_Activities:_
(1) Decide whether each statement agrees with the text on Yury Yakovlev, answering yes or no and quoting the words of the text that settle it: (a) Yakovlev received the title of People's Artist of the USSR in 1976; (b) Yakovlev played Prince Myshkin in The Irony of Fate; (c) Hussar Ballad is one of Leonid Gaidai's films.
(2) Reproduce the text on Yury Yakovlev without any change, from "Soviet and Russian actor (1928–2013)" up to and including "USSR in 1976.".

(Reading text begins)

Soviet and Russian actor (1928–2013)

Yury Vasilyevich Yakovlev (Юрий Васильевич Яковлев; 25 April 1928 – 30 November 2013) was a Soviet and Russian actor. He was awarded the honorary title of People's Artist of the USSR in 1976.

== Main works ==

Yury Yakovlev is best known for his roles in late Soviet film, particularly for his roles in Eldar Ryazanov's and Leonid Gaidai's comedies. Yakovlev's most popular comedic roles in Eldar Ryazanov's films are Poruchik Rzhevsky in Hussar Ballad (1962), Ippolit in The Irony of Fate (1976), and the comic roles of the Tsar Ivan the Terrible and his namesake Ivan Vasilevich Bunsha in Leonid Gaidai's comedy Ivan Vasilievich: Back to the Future (1973). He also played dramatic roles, such as inimitable complicated psychological role of the Prince Myshkin in The Idiot (1958), and other cinema roles (Dangerous turn, Earthly Love movies). He was the leading artist of the Vakhtangov State Academic Theatre during its heyday.

(Reading text ends)
(Recorded data begins)

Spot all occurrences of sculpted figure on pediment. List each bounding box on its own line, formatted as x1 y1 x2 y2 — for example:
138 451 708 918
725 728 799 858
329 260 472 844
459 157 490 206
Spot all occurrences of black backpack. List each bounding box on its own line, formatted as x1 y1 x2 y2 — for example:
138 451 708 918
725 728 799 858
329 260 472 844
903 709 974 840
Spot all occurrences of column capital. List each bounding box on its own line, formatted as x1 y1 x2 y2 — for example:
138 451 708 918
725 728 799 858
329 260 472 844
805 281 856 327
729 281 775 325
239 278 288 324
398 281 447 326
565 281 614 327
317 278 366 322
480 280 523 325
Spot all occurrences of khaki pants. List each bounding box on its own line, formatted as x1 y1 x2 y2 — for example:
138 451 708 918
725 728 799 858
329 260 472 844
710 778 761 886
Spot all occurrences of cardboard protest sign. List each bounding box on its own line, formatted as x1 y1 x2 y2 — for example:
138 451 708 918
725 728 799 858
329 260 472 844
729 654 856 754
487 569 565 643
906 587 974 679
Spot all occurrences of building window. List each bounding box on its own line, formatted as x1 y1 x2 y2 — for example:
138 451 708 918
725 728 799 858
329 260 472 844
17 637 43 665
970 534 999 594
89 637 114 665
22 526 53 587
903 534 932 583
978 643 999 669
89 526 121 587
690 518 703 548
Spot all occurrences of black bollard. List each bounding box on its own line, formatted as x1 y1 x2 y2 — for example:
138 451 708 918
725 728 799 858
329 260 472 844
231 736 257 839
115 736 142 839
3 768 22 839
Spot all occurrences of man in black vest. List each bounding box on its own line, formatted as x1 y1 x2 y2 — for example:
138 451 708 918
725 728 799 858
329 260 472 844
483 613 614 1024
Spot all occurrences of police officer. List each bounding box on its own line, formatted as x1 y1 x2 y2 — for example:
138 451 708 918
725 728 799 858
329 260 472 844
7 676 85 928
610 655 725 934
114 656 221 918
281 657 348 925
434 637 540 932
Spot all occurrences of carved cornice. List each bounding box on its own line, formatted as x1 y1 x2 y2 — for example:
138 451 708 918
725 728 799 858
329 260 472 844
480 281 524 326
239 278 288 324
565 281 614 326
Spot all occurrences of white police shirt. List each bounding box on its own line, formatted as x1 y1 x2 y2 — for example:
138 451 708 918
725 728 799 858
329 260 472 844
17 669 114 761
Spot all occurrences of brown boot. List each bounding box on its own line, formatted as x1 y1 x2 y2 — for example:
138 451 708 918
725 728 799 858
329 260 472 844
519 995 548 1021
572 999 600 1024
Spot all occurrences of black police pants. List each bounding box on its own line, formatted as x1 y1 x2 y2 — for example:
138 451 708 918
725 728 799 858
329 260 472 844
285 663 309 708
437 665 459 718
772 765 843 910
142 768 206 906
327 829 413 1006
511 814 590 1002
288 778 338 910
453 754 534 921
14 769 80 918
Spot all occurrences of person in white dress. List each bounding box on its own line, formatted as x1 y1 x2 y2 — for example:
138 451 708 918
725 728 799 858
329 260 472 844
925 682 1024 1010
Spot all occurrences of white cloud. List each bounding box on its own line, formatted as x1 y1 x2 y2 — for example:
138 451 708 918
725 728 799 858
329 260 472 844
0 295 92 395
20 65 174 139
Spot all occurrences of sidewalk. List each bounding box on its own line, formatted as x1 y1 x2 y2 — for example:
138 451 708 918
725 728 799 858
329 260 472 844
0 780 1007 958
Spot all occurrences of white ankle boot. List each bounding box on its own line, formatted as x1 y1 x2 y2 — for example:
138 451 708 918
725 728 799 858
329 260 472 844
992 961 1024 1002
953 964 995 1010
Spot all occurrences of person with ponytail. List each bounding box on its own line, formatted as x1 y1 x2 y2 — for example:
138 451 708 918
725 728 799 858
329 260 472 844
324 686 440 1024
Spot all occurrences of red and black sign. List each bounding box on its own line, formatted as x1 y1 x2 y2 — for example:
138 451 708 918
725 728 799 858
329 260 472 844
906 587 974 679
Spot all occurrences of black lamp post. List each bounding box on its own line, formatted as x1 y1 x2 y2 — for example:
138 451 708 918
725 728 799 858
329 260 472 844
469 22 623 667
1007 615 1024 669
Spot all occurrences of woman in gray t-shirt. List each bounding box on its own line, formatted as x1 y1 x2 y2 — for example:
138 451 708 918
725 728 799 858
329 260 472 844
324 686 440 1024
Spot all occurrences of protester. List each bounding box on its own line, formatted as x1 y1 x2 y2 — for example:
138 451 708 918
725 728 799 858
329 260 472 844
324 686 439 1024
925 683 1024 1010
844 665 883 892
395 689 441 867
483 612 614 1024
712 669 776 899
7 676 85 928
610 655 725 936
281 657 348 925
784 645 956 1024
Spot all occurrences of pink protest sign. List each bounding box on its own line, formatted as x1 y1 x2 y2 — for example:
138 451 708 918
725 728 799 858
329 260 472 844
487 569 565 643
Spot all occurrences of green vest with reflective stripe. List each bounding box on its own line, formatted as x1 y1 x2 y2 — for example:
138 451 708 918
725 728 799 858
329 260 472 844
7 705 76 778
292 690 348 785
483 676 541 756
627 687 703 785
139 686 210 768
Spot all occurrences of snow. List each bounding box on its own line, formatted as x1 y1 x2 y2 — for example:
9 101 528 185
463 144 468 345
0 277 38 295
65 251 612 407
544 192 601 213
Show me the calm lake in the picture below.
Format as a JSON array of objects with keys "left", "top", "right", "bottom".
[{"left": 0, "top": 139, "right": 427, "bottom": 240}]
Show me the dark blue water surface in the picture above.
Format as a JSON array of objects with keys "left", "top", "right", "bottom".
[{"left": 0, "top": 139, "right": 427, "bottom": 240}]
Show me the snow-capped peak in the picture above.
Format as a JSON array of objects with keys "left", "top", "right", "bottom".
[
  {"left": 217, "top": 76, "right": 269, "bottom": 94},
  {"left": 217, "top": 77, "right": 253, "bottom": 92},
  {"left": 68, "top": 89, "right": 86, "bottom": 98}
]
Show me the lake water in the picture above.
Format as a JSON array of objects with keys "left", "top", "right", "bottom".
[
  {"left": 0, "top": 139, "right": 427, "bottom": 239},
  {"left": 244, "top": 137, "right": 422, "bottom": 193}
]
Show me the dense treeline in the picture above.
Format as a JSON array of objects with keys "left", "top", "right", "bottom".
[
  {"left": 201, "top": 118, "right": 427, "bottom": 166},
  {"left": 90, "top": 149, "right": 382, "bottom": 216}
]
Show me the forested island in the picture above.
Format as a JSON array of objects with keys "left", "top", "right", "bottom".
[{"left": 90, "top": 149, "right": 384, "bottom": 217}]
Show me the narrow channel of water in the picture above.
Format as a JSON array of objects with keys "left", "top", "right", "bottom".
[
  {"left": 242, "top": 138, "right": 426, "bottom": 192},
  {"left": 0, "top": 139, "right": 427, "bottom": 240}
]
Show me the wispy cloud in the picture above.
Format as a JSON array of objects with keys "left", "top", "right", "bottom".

(Recorded data ends)

_Answers in order:_
(1)
(a) Yes: "He was awarded the honorary title of People's Artist of the USSR in 1976."
(b) No: "the Prince Myshkin in The Idiot (1958)"
(c) No: "Yakovlev's most popular comedic roles in Eldar Ryazanov's films are Poruchik Rzhevsky in Hussar Ballad (1962)"

(2)
Soviet and Russian actor (1928–2013)

Yury Vasilyevich Yakovlev (Юрий Васильевич Яковлев; 25 April 1928 – 30 November 2013) was a Soviet and Russian actor. He was awarded the honorary title of People's Artist of the USSR in 1976.